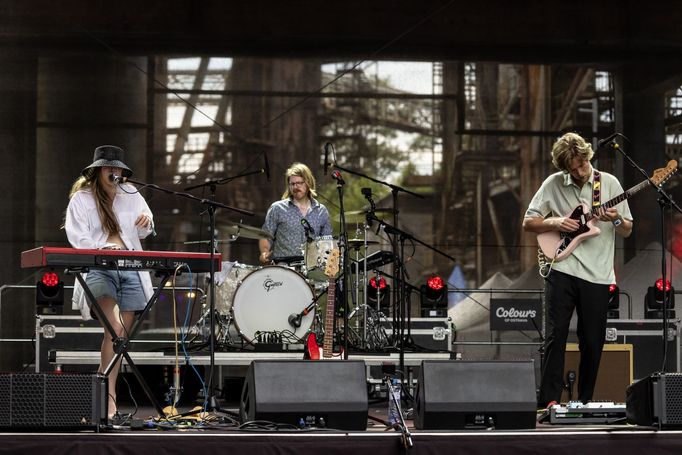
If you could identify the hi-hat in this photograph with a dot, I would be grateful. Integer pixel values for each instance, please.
(246, 231)
(366, 211)
(360, 242)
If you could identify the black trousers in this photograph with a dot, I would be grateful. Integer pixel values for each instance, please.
(563, 294)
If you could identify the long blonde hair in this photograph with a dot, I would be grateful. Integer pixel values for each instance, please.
(105, 204)
(303, 171)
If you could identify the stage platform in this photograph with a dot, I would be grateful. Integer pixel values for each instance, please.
(243, 358)
(621, 440)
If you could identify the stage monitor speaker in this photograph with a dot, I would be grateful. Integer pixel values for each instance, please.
(52, 401)
(325, 394)
(655, 401)
(462, 394)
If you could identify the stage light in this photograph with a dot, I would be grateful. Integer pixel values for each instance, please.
(613, 311)
(50, 294)
(434, 297)
(654, 300)
(379, 290)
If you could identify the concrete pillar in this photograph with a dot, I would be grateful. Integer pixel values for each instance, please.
(17, 186)
(643, 123)
(84, 101)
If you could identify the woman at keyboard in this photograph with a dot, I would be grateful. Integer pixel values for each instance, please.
(105, 213)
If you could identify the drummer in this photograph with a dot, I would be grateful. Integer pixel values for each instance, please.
(295, 219)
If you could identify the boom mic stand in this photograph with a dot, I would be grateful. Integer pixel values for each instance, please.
(212, 184)
(398, 294)
(343, 242)
(664, 201)
(402, 236)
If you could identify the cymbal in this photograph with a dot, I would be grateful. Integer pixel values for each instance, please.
(246, 231)
(360, 242)
(366, 211)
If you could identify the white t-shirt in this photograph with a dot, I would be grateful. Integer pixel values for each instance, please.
(84, 230)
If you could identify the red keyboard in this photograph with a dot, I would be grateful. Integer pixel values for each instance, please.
(46, 256)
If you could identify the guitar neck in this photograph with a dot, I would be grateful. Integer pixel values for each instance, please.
(329, 321)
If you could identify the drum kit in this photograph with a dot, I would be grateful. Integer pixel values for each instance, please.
(281, 303)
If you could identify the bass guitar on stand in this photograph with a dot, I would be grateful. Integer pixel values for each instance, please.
(557, 246)
(313, 350)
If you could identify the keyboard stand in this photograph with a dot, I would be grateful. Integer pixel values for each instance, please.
(122, 344)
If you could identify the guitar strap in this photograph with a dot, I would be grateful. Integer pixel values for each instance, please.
(596, 189)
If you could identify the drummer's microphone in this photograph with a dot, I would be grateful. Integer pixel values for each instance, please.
(307, 228)
(326, 157)
(295, 320)
(117, 178)
(267, 166)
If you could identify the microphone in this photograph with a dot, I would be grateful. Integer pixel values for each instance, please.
(336, 175)
(326, 157)
(117, 178)
(295, 320)
(308, 229)
(267, 166)
(606, 141)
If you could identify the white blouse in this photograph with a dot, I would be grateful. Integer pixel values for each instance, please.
(84, 230)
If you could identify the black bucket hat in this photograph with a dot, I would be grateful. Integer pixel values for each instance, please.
(108, 155)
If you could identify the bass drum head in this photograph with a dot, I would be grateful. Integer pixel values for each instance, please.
(264, 301)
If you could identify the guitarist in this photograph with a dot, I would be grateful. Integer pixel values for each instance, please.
(581, 281)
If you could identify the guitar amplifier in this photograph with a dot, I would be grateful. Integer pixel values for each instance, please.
(646, 338)
(432, 334)
(52, 401)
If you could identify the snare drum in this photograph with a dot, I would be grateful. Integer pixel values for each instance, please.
(226, 288)
(266, 299)
(316, 254)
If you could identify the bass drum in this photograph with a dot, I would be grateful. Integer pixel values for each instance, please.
(227, 283)
(264, 301)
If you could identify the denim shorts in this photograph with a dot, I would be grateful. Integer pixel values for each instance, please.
(123, 286)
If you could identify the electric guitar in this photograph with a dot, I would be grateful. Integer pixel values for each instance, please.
(558, 246)
(313, 350)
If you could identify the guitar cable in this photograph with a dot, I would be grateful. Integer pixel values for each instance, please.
(545, 268)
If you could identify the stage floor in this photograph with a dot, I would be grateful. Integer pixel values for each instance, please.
(589, 440)
(377, 440)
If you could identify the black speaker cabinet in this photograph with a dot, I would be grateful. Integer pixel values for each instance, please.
(331, 394)
(655, 401)
(52, 401)
(462, 394)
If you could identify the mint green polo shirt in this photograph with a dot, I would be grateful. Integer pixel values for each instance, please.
(592, 260)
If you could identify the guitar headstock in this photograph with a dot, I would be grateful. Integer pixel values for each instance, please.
(664, 173)
(332, 267)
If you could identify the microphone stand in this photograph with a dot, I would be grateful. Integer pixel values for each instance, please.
(398, 295)
(343, 237)
(388, 229)
(664, 201)
(211, 206)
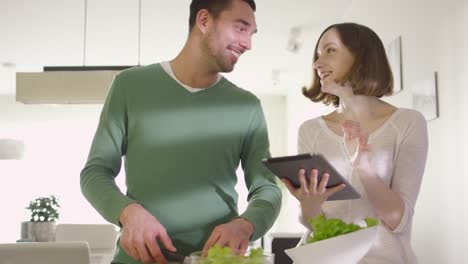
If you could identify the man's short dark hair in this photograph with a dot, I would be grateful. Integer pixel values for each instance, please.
(369, 75)
(214, 7)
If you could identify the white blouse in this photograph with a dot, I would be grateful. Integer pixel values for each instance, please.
(398, 153)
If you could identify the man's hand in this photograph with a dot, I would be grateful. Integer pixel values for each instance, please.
(235, 234)
(140, 230)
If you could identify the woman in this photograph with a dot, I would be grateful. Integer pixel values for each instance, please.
(379, 148)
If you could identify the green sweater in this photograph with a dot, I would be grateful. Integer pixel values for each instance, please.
(181, 153)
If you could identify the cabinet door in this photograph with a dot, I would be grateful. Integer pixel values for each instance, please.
(46, 32)
(164, 29)
(112, 32)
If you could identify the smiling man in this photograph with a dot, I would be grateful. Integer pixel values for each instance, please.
(184, 129)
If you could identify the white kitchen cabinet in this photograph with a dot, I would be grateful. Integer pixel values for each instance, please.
(164, 29)
(36, 33)
(112, 32)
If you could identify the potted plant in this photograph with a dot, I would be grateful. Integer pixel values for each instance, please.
(41, 226)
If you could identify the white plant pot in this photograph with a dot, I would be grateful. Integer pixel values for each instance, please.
(38, 231)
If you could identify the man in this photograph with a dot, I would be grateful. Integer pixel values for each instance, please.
(183, 129)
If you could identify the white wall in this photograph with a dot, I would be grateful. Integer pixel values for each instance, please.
(57, 139)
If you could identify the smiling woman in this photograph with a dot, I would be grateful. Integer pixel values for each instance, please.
(380, 149)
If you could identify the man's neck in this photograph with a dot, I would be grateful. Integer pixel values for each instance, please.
(191, 69)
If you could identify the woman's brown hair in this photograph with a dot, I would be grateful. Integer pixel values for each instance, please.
(370, 73)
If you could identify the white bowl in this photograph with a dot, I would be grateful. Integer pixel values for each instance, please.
(349, 248)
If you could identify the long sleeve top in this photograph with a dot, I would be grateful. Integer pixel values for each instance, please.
(181, 151)
(398, 153)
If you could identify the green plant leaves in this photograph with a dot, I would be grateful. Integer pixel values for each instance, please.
(224, 255)
(44, 209)
(327, 228)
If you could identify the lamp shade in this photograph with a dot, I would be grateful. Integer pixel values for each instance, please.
(11, 148)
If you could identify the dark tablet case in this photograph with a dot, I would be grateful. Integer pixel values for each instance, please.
(288, 167)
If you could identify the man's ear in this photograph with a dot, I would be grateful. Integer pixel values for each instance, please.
(202, 20)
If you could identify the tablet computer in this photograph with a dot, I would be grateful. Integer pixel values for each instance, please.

**EXERCISE BRIEF**
Can you restate all the records above word for word while dropping the pictures?

**PROBLEM SOLUTION**
If you could identify the hi-hat in this photograph with a dot, I would be grateful. Integer pixel values for each instance, please.
(246, 231)
(366, 211)
(360, 242)
If you could identify the black trousers in this photograph with a dot, I would be grateful. Integer pixel values for each instance, please.
(563, 294)
If you could identify the long blonde hair in this photograph with a dot, I would be grateful. Integer pixel values for each instance, please.
(105, 204)
(303, 171)
If you could identify the stage platform in this photograph with a dot, I would be grateful. Integer pixel values for each instance, please.
(243, 358)
(621, 440)
If you could identify the stage monitor speaker in this photograph with a dot, I would be grateful. Integer pixel values for each instance, please.
(52, 401)
(325, 394)
(655, 401)
(462, 394)
If you could identify the stage light in this photograph with a dot, I would be grateful. Integer pixel values for each instance, please.
(613, 311)
(50, 294)
(434, 297)
(654, 300)
(379, 290)
If you could identify the concrete pillar in this photograph with a dot, I would be grateful. Integer pixel values for each instance, please.
(17, 186)
(643, 123)
(84, 101)
If you could identify the woman at keyboard in this photograph with a dot, I would be grateful. Integer pixel values for each instance, please.
(105, 213)
If you could identify the drummer in this photograph with a dot, I would be grateful. Integer pixel values for each instance, please.
(295, 219)
If you could identify the boom mic stand in this photograph with a dot, I would be grateful. Integer pixel values for each instance, please.
(212, 184)
(398, 294)
(343, 242)
(664, 201)
(402, 236)
If you could identify the cymbal in this photograph with a dot, I would be grateful. Integer pixel values for each instance, please.
(246, 231)
(360, 242)
(366, 211)
If you could identify the white t-shirt in this photograph with a dot, I would be grateful. Integer pixel values for each instance, please.
(84, 230)
If you could identify the red keyboard in this photograph with a dot, I would be grateful. Integer pixel values for each instance, please.
(46, 256)
If you could identify the guitar neck in this photograph with a dot, I would be grateful. Integer pixel values for each instance, please.
(329, 321)
If you could identify the drum kit in this photograph with a dot, I would be grateful. Integer pixel values for each instance, please.
(281, 303)
If you could identify the bass guitar on stand in this photograph with a dot, I would be grateful. Integer pixel values for each instance, please.
(557, 246)
(313, 350)
If you could identify the keyboard stand in this photograph with a dot, I would be grateful. Integer pixel values for each instance, please.
(122, 344)
If you could identify the guitar strap in this photograph with a dot, I would be grateful. Integer pixel values for each instance, please.
(596, 189)
If you could identify the drummer's microphone in this photograph with a dot, I would be grateful. Integer pixel values for each instance, please.
(307, 228)
(326, 157)
(295, 320)
(117, 178)
(267, 166)
If you could identify the microphone in this photograph with a dot, I would be grateful. Integer pixel values for each instance, please.
(336, 175)
(326, 157)
(117, 178)
(295, 320)
(308, 229)
(267, 166)
(606, 141)
If you could identify the white blouse in this photograph with a dot, I would be grateful. Integer pixel values for each instance, please.
(84, 230)
If you could identify the black bucket hat in this photograph with a dot, I would be grateful. Integer pixel values for each instance, please.
(108, 155)
If you could identify the bass drum head in this photograph with a dot, I would be grateful. Integer pixel values for each instance, please.
(264, 301)
If you could identify the guitarist in this photograph with a dot, I would be grateful. Integer pixel values for each instance, please.
(581, 281)
If you could identify the guitar amplifier in this photograph with a dot, I would be grateful. Integer pixel values for each instance, please.
(646, 338)
(432, 334)
(52, 401)
If you could identify the snare drum in this photograph with a dot, I would be grateful. Integer pixel values for each instance, please.
(226, 288)
(266, 299)
(316, 254)
If you could identify the bass drum in this photograph with a dot, I would be grateful. Integer pixel values for each instance, please.
(227, 283)
(264, 301)
If you could identify the denim shorts in this photograph with a dot, I would be grateful. Integer pixel values for each instance, please.
(123, 286)
If you could identify the electric guitar in this photograph with a dot, I would be grateful. Integer pixel values for each instance, please.
(558, 246)
(313, 350)
If you could identify the guitar cable in this photograph with a dot, I would be grateful. Integer pixel values for each instance, please.
(545, 268)
If you could identify the stage floor in this photograph with a dot, I would be grateful. Integer pixel values for each instance, please.
(589, 440)
(377, 440)
If you could identify the black speaker cabinet in this photograph with a dot, I would be grateful. Integer pixel values for each instance, please.
(331, 394)
(655, 401)
(52, 401)
(462, 394)
If you could identify the mint green polo shirt in this photograph with a dot, I would be grateful. Integer pixel values for each instance, please.
(592, 260)
If you could identify the guitar headstock in this photograph with a dot, I would be grateful. Integer pixel values for each instance, please.
(664, 173)
(332, 267)
If you could identify the microphone stand in this photograph with a dot, I would be grateful. Integer pixel values for each instance, please.
(398, 295)
(343, 237)
(388, 229)
(664, 201)
(211, 206)
If you could identify the man's short dark hair in this photograph with a dot, I would be grateful. Integer pixel values for each instance, please.
(369, 75)
(214, 7)
If you could identify the white blouse in this photograph with a dot, I would be grateful. Integer pixel values for each instance, please.
(398, 153)
If you could identify the man's hand in this photograph with a dot, I would be grateful. Integer pixel values for each instance, please.
(235, 234)
(140, 230)
If you could identify the woman in this photograph with a dot, I would be grateful. Integer pixel values for each instance, please.
(379, 148)
If you could identify the green sweater in this photograph with a dot, I would be grateful. Integer pixel values for each instance, please.
(181, 153)
If you could identify the cabinet door in this photograph with a dot, I would be grateful. Integer pixel values for each instance, please.
(46, 32)
(164, 29)
(112, 32)
If you could identify the smiling man in this photograph with a dot, I would be grateful. Integer pixel values for each instance, please.
(184, 129)
If you could identify the white kitchen cabinet in this photograph with a dot, I would be grateful. Integer pixel values for each instance, please.
(164, 29)
(36, 33)
(112, 32)
If you could identify the potted plant in this photograph with a dot, I would be grateful. Integer pixel values for each instance, please.
(41, 226)
If you could identify the white plant pot in this photograph with a dot, I would be grateful. Integer pixel values for each instance, please.
(38, 231)
If you could identify the man in this photograph with a dot, I would be grateful. Integer pixel values for each instance, please.
(183, 129)
If you could identify the white wall in this photograph with a dot, I would be grateful. Integer pixel values for each instance, please.
(57, 139)
If you could identify the smiling woman in this photograph with a dot, I would be grateful. Integer pixel values for each instance, please.
(380, 149)
If you could identify the man's neck in this photograph with a dot, I would be grateful. Integer pixel values for each instance, please.
(191, 69)
If you could identify the woman's brown hair in this photograph with a dot, I would be grateful. Integer pixel values for each instance, please.
(370, 73)
If you could identify the white bowl in this photograph with a dot, I would be grateful. Integer pixel values for each instance, please.
(349, 248)
If you could identify the long sleeve top in this photograph with a dot, I would be grateful. Integer pixel values for each instance, please.
(181, 151)
(398, 153)
If you could identify the green plant leaves in this photograph with a dot, I would be grateful. Integer pixel values for each instance, please.
(224, 255)
(44, 209)
(327, 228)
If you could identify the lamp shade in this photograph with a dot, I would be grateful. Integer pixel values for each instance, please.
(11, 148)
If you could identify the dark tablet case in this photograph with a dot, I would be grateful. Integer pixel values for each instance, please.
(288, 167)
If you could identify the man's ear in this photograph with a dot, I would be grateful. Integer pixel values for each instance, please.
(202, 20)
If you could identify the tablet computer in this photograph with a dot, I would be grateful. Integer pixel values for each instance, please.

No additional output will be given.